> [To do] Please write out the records exactly.

# # #

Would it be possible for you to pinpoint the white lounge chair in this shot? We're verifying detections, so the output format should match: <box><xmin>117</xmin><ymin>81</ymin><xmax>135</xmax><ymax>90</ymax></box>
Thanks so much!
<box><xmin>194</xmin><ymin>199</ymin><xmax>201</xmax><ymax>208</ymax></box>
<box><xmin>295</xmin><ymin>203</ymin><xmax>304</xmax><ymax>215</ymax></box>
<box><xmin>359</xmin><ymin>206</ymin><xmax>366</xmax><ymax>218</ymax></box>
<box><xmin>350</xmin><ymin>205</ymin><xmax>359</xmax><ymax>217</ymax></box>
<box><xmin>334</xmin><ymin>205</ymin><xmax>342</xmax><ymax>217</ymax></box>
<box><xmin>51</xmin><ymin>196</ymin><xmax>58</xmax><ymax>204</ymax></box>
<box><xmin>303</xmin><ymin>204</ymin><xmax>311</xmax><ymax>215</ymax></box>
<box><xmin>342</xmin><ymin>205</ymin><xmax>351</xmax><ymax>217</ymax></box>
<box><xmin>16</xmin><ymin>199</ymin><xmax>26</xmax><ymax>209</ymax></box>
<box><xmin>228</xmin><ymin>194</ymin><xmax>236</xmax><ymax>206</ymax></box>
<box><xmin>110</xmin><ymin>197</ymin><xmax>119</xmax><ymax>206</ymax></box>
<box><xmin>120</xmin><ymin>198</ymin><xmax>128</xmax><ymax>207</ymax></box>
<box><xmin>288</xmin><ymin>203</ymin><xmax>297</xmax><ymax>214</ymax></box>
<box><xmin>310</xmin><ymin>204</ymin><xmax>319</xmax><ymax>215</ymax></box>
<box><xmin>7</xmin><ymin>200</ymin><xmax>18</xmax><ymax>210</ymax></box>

# # #

> [Response to the task]
Would it be possible for you to pinpoint the white lounge chair in this shot? We're verifying detections, so the output format should match: <box><xmin>117</xmin><ymin>81</ymin><xmax>135</xmax><ymax>90</ymax></box>
Thanks so much!
<box><xmin>194</xmin><ymin>199</ymin><xmax>201</xmax><ymax>208</ymax></box>
<box><xmin>295</xmin><ymin>203</ymin><xmax>304</xmax><ymax>215</ymax></box>
<box><xmin>359</xmin><ymin>206</ymin><xmax>366</xmax><ymax>218</ymax></box>
<box><xmin>350</xmin><ymin>205</ymin><xmax>359</xmax><ymax>217</ymax></box>
<box><xmin>334</xmin><ymin>205</ymin><xmax>342</xmax><ymax>217</ymax></box>
<box><xmin>51</xmin><ymin>196</ymin><xmax>58</xmax><ymax>204</ymax></box>
<box><xmin>303</xmin><ymin>204</ymin><xmax>311</xmax><ymax>215</ymax></box>
<box><xmin>342</xmin><ymin>205</ymin><xmax>351</xmax><ymax>217</ymax></box>
<box><xmin>16</xmin><ymin>199</ymin><xmax>26</xmax><ymax>209</ymax></box>
<box><xmin>228</xmin><ymin>194</ymin><xmax>236</xmax><ymax>206</ymax></box>
<box><xmin>110</xmin><ymin>197</ymin><xmax>119</xmax><ymax>206</ymax></box>
<box><xmin>120</xmin><ymin>198</ymin><xmax>128</xmax><ymax>207</ymax></box>
<box><xmin>288</xmin><ymin>203</ymin><xmax>297</xmax><ymax>214</ymax></box>
<box><xmin>310</xmin><ymin>204</ymin><xmax>319</xmax><ymax>215</ymax></box>
<box><xmin>7</xmin><ymin>200</ymin><xmax>18</xmax><ymax>210</ymax></box>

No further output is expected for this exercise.